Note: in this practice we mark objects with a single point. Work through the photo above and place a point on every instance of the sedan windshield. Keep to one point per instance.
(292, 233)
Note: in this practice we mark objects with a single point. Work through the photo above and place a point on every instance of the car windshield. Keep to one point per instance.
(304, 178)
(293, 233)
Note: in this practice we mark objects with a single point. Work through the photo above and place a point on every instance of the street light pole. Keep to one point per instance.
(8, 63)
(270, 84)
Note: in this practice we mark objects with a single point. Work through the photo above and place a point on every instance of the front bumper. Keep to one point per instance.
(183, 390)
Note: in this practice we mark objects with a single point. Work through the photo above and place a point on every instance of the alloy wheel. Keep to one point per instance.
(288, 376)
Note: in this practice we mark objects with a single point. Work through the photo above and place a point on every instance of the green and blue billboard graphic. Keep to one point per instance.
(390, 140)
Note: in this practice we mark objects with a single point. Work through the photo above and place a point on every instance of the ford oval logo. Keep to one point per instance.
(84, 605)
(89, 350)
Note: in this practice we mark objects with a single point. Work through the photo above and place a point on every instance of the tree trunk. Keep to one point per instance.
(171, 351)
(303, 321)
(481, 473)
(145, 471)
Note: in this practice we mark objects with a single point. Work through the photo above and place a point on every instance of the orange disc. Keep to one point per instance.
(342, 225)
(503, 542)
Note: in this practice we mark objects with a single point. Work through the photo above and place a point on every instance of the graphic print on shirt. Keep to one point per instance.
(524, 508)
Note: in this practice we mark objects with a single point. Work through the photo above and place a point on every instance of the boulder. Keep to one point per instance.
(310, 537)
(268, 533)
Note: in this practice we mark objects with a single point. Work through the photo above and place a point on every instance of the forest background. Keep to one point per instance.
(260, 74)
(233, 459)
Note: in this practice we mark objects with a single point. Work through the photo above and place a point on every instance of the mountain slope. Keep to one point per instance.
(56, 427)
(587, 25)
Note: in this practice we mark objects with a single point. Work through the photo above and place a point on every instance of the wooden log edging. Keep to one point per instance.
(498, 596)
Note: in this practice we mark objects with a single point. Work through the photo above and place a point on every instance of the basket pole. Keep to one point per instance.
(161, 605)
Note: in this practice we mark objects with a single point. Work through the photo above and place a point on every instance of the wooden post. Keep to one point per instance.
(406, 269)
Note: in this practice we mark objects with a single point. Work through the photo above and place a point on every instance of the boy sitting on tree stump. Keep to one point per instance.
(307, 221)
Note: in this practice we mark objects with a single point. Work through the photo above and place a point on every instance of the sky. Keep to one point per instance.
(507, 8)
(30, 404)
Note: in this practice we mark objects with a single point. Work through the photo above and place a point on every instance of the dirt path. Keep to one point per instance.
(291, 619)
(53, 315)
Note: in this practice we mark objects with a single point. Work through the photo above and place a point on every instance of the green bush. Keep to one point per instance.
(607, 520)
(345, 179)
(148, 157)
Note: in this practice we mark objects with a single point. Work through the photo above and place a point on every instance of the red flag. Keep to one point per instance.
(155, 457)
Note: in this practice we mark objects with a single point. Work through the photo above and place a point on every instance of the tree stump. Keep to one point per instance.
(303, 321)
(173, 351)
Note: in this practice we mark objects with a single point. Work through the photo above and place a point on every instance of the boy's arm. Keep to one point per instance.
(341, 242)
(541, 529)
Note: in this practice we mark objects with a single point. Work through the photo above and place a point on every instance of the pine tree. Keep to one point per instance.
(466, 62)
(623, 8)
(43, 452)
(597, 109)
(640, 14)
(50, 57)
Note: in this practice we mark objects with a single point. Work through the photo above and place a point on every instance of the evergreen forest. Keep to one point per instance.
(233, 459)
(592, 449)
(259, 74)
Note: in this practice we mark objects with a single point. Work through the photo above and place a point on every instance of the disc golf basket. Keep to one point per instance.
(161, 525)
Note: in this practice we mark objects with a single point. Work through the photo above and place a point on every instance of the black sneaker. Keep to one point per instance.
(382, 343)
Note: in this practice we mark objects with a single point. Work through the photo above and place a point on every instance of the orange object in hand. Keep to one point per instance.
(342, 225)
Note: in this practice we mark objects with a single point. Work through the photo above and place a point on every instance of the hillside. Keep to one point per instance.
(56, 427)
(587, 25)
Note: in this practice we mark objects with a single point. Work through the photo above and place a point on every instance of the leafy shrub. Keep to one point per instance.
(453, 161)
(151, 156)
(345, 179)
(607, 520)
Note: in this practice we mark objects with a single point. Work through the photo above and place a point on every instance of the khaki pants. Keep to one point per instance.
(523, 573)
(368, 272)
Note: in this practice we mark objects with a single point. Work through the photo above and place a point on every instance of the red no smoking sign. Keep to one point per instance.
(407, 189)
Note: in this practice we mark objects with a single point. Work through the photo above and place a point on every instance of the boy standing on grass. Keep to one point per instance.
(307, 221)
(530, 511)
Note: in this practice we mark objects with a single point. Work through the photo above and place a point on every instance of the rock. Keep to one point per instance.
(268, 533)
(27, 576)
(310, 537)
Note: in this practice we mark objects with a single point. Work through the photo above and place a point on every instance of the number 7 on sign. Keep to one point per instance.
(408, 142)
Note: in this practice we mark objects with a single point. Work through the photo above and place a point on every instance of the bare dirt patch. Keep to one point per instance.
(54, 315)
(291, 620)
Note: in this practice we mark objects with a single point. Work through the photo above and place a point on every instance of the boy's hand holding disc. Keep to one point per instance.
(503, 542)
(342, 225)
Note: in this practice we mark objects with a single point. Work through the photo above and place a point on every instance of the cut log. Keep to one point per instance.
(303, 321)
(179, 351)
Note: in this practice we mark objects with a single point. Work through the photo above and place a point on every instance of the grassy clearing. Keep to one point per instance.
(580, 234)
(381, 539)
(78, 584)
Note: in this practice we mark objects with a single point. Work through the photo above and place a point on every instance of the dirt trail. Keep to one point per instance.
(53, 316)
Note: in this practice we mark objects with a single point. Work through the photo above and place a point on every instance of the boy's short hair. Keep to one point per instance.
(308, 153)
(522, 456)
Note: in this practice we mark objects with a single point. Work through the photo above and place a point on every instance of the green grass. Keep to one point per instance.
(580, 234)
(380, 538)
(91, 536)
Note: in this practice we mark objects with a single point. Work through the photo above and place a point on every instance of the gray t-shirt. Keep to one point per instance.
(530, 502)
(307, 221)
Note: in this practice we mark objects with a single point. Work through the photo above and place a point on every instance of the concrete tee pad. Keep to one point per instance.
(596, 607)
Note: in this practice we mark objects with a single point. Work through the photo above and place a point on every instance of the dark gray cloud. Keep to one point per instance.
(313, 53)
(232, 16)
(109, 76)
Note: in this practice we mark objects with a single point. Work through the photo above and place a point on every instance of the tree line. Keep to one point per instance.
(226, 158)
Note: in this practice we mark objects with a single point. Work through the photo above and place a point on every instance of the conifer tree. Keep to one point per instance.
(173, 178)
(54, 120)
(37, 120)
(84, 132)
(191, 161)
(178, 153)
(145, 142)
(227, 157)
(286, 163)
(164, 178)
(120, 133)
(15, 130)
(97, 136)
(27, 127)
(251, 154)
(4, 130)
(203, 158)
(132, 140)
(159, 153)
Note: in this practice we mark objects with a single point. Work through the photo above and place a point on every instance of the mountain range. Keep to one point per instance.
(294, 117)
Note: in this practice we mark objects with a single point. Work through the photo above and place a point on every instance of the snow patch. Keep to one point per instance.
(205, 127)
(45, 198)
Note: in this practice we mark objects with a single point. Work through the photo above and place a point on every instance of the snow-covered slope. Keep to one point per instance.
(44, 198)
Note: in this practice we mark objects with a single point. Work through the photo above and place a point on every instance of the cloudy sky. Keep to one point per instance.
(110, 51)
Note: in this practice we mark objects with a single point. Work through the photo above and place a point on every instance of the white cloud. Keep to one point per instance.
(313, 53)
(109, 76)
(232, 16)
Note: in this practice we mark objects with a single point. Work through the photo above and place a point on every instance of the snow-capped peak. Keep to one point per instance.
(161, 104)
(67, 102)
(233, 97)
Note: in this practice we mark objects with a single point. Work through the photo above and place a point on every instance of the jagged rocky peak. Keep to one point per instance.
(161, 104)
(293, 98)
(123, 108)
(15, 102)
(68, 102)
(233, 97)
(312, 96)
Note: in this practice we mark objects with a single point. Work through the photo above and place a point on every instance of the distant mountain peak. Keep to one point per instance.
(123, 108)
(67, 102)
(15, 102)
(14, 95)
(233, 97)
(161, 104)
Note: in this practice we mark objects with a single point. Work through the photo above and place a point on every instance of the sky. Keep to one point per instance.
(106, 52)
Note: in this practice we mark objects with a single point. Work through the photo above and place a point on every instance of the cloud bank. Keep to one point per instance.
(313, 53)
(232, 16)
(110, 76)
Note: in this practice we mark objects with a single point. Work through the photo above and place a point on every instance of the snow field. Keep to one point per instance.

• • • • • • •

_Task instructions:_
Starting at the line that contains "bank. Keep to one point per instance.", repeat each line exactly through the last one in the listing. Include both of those lines and nothing more.

_Task solution:_
Note: in this practice we mark objects with a single point. Work through the photo above and place a point on every instance of the cloud bank. Keep to one point per instance.
(313, 53)
(232, 16)
(110, 76)
Note: in this practice we mark objects with a single point. Work through the photo above and place a point on every instance of the snow field. Keep to one point per instance.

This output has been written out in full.